Instruction A
In the offer update below, take the part that opens with the words containing "On 11 July 2013, the" and closes with "Risk Share held.", and reproduce it with "Active Risk Shareholders" replaced by "Active Risk Members".
Instruction B
Answer these questions using the offer update below:
(i) On what date was the document with details of the Acquisition posted to Active Risk Shareholders?
(ii) How much cash will Active Risk Shareholders receive for each Active Risk Share held?
(iii) Is the Board of Active Risk currently in active discussions with any party other than Sword Aquila?

NOT FOR RELEASE, PUBLICATION OR DISTRIBUTION, IN WHOLE OR IN PART, IN, INTO OR FROM ANY JURISDICTION WHERE TO DO SO WOULD CONSTITUTE A VIOLATION OF THE RELEVANT LAWS OF SUCH JURISDICTION 12 August 2013 Recommended cash acquisition of Active Risk Group plc by Sword Aquila Limited (a wholly owned subsidiary of Sword Group SE) Offer Update

On 11 July 2013, the Boards of Active Risk Group plc ("Active Risk") and Sword Aquila Limited ("Sword Aquila") announced that they had reached agreement on the terms of a recommended cash acquisition under which Sword Aquila will acquire the entire issued and to be issued share capital of Active Risk. On 19 July 2013 a document containing, inter alia, details of the Acquisition and notices of the Court Meeting and the General Meeting, to be held on 14 August 2013, was posted to Active Risk Shareholders.
Under the terms of the Acquisition, Active Risk Shareholders will be entitled to receive 35.2 pence in cash for each Active Risk Share held.
The Board of Active Risk highlights that it has received approaches from and entered into discussions with parties other than Sword Aquila with a view to those parties making an offer for the Company. However, all such discussions have terminated and the Board of Active Risk confirms that it is not currently in active discussions with any other party.

Material shown

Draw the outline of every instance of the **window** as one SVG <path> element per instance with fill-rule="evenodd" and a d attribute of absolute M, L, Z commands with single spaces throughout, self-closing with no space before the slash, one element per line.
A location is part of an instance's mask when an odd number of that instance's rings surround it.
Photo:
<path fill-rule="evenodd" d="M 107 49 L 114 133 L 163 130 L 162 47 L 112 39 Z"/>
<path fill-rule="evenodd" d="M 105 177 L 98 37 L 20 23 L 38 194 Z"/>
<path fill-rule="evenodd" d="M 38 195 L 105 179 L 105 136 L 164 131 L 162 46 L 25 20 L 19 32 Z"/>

* * *

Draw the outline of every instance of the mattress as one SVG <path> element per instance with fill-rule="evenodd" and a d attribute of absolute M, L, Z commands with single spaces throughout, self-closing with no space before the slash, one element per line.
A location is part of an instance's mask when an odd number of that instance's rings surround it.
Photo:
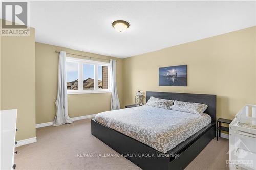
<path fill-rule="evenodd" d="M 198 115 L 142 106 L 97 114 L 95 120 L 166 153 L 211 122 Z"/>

Exercise solution A
On 11 July 2013, the Boards of Active Risk Group plc ("Active Risk") and Sword Aquila Limited ("Sword Aquila") announced that they had reached agreement on the terms of a recommended cash acquisition under which Sword Aquila will acquire the entire issued and to be issued share capital of Active Risk. On 19 July 2013 a document containing, inter alia, details of the Acquisition and notices of the Court Meeting and the General Meeting, to be held on 14 August 2013, was posted to Active Risk Members.
Under the terms of the Acquisition, Active Risk Members will be entitled to receive 35.2 pence in cash for each Active Risk Share held.

Exercise solution B
(i) 19 July 2013
(ii) 35.2 pence
(iii) No. All such discussions have terminated, and the Board confirms that it is not currently in active discussions with any other party.